→ **Задания**
1. Перепишите дословно фрагмент отрывка о советской внешней политике 1930-х годов, начиная со слов «Чего же добился» вплоть до слов «стоявших перед СССР.» включительно.
2. Изложите суть отрывка о советской внешней политике 1930-х годов в двух предложениях.
3. Перескажите в виде списка абзац отрывка о советской внешней политике 1930-х годов, который начинается словами «Проведя анализ торговых отношений», сохранив основные факты.

→ **Выбранный отрывок**
———

Я постаралась кратко осветить основные внешнеполитические события, происходившие в Европе в 30-е годы, и пришла к заключению, что внешняя политика Советского правительства в период от Мюнхена до подписания пакта должна рассматриваться на фоне агрессивной экспансионистской политики «третьего рейха»: у России не было альтернативного варианта действий в августе 1939 года. Да, изначально, можно было сделать упор на продолжение усилий ради возведения совместно с западными странами - здания коллективной безопасности; либо ориентироваться на самоизоляцию, на одностороннее усиление собственных рычагов воздействия; либо бросить все силы на проведение политики союзов с соседними странами. Но к концу 1930-х годов стало очевидно, что новая мировая война в любом случае состоится, а все перечисленные возможности были, по сути, «обесценены». При этом потенциальные участники войны делились на три группы: во-первых, Англия, Франция и в перспективе США; во-вторых, Германия с союзниками; в-третьих, СССР. Отсюда следовало, что в грядущей схватке двое будут бить кого-то одного, и ему придётся «несладко». Понятно, что в этих условиях главной задачей советской дипломатии было не допустить войны с объединёнными силами западного мира.
Нужно отметить, что в напряженной обстановке 1939 года СССР параллельно вел переговоры и с Англией и Францией, и с Германией; то же наблюдалось и за Англией и Германией. Важно понимать, что мы говорим о ситуации, когда «каждый из собравшихся вместе хитрецов пытается надуть всех остальных». Никто никому не доверяет и редко выходит «чистым победителем». (Приложение 1, табл.1, 3)
Но для того, чтобы ответить на главный вопрос, заявленный во введении, необходимо также выявить инициатора советско-германского сближения.
Проведя анализ торговых отношений СССР и Германии в 1933-1939 гг., я пришла к выводу, что необходимо учитывать тезис об инициативной роли экономического фактора при оценке версии о «вынужденном» характере договора. Мне представляется вполне обоснованным предположение, что первые шаги навстречу Германии для достижения экономических договоренностей делает именно Сталин. СССР остро нуждался в немецкой промышленности для восстановления хозяйства, поднятия экономики, выполнения пятилетних планов. Не можем мы забывать и о программе строительства «большого флота».
Если говорить об инициативе политического сближения, то здесь вполне логичным было бы принять позицию И. Фляйшхауэр, которая считает, что, остро нуждавшийся в обеспечении политической изоляции Польши и готовившийся к войне с ней, Гитлер сделал первые шаги навстречу СССР.
Однако нельзя рассматривать обособленно экономический и политический аспекты этих отношений. Можно говорить о едином комплексе экономических и политических советско-германских связей, развивавшихся параллельно. И анализировать, соответственно, их следует в совокупности. По моему мнению, советско-германское сближение в 30-е годы носило обоюдный характер, так как обе державы были в них заинтересованы.
Чего же добился Сталин, подписав соглашение с Гитлером 23 августа 1939 года?
Заключив пакт о ненападении с фашистской Германией, Сталин фактически временно перевел восточный вектор агрессивных устремлений Гитлера на западный вектор. Тем самым он решил целый ряд проблем, стоявших перед СССР.

———

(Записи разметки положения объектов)
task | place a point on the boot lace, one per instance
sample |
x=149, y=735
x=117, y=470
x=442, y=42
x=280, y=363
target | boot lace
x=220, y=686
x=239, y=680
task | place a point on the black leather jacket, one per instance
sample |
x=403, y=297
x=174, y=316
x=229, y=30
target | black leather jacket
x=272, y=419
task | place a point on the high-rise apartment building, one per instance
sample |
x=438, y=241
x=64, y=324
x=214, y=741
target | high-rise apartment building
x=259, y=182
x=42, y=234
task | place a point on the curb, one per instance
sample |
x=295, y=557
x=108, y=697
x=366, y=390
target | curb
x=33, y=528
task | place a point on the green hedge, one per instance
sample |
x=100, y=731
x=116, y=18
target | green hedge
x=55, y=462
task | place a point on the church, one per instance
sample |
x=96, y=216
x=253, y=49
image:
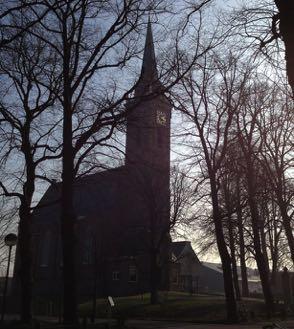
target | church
x=122, y=214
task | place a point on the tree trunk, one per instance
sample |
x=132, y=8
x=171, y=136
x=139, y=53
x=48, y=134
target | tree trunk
x=244, y=277
x=25, y=218
x=154, y=278
x=259, y=256
x=233, y=259
x=287, y=225
x=67, y=206
x=24, y=248
x=231, y=306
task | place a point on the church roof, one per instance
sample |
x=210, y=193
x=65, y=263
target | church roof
x=109, y=203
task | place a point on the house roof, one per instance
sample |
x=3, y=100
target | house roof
x=177, y=247
x=182, y=249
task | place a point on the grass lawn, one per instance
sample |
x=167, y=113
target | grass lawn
x=172, y=306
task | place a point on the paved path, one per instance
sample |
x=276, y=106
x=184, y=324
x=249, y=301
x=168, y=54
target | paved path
x=152, y=324
x=144, y=324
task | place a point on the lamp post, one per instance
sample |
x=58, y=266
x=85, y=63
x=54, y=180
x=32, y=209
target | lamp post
x=10, y=241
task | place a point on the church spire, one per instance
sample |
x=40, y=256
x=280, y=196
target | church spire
x=149, y=70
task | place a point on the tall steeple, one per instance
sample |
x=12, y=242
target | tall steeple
x=148, y=81
x=149, y=67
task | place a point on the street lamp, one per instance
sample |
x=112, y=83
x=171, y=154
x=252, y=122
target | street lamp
x=10, y=241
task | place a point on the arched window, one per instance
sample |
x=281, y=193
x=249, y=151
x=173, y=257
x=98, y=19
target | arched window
x=88, y=247
x=45, y=249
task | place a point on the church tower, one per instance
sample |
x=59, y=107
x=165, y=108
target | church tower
x=148, y=121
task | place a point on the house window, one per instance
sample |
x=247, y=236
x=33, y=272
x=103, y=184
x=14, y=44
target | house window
x=175, y=277
x=88, y=248
x=115, y=275
x=45, y=250
x=133, y=276
x=160, y=133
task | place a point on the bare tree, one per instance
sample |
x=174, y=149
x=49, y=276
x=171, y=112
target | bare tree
x=249, y=142
x=210, y=98
x=25, y=135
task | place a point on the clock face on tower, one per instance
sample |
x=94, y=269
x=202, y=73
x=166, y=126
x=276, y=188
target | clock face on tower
x=161, y=118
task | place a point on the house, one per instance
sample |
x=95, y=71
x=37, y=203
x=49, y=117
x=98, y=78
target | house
x=188, y=274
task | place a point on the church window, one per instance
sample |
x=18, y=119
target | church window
x=87, y=248
x=45, y=250
x=133, y=276
x=115, y=275
x=160, y=137
x=175, y=276
x=138, y=135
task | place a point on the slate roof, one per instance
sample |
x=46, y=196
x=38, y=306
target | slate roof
x=182, y=248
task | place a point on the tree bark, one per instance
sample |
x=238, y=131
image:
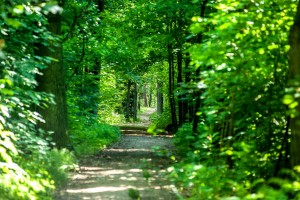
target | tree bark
x=294, y=40
x=171, y=85
x=159, y=98
x=135, y=103
x=53, y=81
x=181, y=111
x=145, y=96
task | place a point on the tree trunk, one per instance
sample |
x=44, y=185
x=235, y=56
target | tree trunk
x=159, y=98
x=181, y=111
x=134, y=106
x=171, y=85
x=187, y=104
x=128, y=106
x=53, y=81
x=198, y=93
x=145, y=96
x=294, y=76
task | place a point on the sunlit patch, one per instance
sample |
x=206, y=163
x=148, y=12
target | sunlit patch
x=98, y=189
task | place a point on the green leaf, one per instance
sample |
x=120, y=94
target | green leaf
x=288, y=99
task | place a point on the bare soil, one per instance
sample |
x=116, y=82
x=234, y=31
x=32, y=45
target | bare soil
x=130, y=164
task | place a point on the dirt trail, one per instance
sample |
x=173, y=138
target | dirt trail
x=124, y=166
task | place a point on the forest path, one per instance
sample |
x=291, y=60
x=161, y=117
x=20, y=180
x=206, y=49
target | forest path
x=111, y=174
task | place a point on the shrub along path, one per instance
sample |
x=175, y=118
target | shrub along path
x=128, y=169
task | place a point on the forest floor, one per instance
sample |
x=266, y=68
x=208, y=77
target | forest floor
x=130, y=167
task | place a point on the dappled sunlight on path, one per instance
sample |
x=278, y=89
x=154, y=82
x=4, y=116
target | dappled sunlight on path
x=111, y=173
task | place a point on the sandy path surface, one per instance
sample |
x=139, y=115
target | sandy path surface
x=124, y=166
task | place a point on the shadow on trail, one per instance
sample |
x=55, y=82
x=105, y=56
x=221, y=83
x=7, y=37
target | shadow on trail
x=130, y=163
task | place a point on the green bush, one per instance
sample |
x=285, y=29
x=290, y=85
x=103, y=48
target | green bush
x=160, y=121
x=58, y=164
x=88, y=139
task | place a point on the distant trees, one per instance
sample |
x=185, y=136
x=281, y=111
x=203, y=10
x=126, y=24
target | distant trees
x=294, y=75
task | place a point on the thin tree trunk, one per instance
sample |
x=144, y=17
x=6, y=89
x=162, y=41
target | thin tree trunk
x=127, y=109
x=181, y=111
x=294, y=76
x=53, y=81
x=135, y=99
x=198, y=94
x=159, y=98
x=171, y=85
x=145, y=96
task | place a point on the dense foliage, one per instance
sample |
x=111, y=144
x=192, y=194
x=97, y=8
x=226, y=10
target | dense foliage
x=223, y=75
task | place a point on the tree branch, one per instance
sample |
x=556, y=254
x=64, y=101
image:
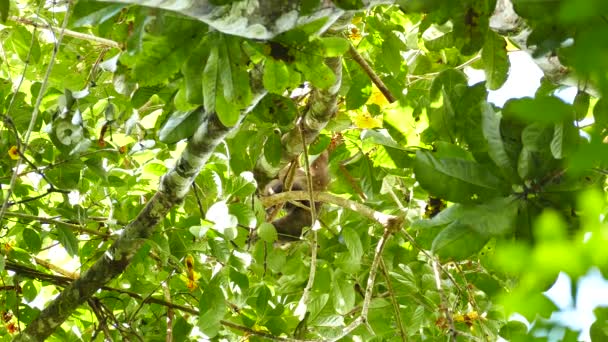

———

→ **Ответы к заданиям**
1.
Чего же добился Сталин, подписав соглашение с Гитлером 23 августа 1939 года?
Заключив пакт о ненападении с фашистской Германией, Сталин фактически временно перевел восточный вектор агрессивных устремлений Гитлера на западный вектор. Тем самым он решил целый ряд проблем, стоявших перед СССР.

2. К концу 1930-х годов стало очевидно, что новая мировая война состоится, у СССР не было альтернативного варианта действий в августе 1939 года, а главной задачей советской дипломатии было не допустить войны с объединёнными силами Запада. По мнению автора, первые шаги к экономическим договорённостям сделал Сталин, к политическому сближению — Гитлер, а в целом советско-германское сближение носило обоюдный характер.

3.
- Анализ торговых отношений СССР и Германии в 1933–1939 гг. показывает, что при оценке версии о «вынужденном» характере договора нужно учитывать инициативную роль экономического фактора.
- Вероятно, первые шаги навстречу Германии ради экономических договорённостей сделал Сталин.
- СССР остро нуждался в немецкой промышленности для восстановления хозяйства, подъёма экономики и выполнения пятилетних планов.
- Нельзя забывать и о программе строительства «большого флота».